Referring expression pointing data:
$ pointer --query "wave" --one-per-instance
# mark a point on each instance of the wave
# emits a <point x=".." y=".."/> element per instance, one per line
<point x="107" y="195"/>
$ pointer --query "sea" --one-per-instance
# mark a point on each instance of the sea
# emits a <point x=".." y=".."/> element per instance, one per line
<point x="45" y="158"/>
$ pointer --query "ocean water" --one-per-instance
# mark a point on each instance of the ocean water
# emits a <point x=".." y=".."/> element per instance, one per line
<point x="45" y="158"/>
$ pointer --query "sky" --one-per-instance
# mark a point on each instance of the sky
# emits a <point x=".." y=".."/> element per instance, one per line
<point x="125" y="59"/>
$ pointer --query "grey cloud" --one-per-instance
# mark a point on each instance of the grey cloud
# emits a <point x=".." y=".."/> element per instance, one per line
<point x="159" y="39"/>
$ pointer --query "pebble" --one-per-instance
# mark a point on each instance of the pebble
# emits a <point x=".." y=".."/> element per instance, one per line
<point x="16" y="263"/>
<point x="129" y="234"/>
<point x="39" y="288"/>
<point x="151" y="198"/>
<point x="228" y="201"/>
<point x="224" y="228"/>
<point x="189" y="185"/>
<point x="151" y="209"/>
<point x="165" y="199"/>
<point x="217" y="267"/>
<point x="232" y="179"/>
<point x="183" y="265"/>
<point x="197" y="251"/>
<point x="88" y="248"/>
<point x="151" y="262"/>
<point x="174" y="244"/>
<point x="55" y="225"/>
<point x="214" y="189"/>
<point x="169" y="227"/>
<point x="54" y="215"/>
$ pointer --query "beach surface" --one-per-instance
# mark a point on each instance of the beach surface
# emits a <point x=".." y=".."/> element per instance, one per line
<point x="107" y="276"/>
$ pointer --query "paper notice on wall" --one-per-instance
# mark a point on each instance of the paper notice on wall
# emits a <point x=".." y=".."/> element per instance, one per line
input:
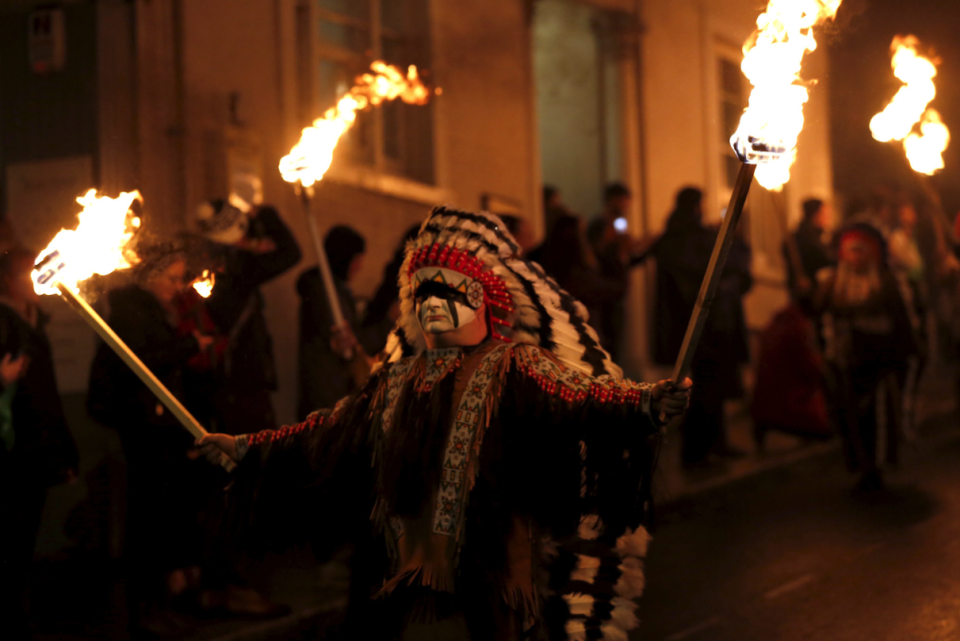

What needs to be done – All that is required is the lines from the line containing "# mark a point on each instance of the beach" through the end of the records above, copied exactly, and none of the pictures.

Answer area –
# mark a point on each instance of the beach surface
# emits a <point x=".." y=".."/> element per instance, one per line
<point x="107" y="276"/>
$ pointer --query "paper notice on wall" --one-per-instance
# mark a point on each instance of the paper notice on wall
# emits a <point x=".." y=".."/> element per instance, one per line
input:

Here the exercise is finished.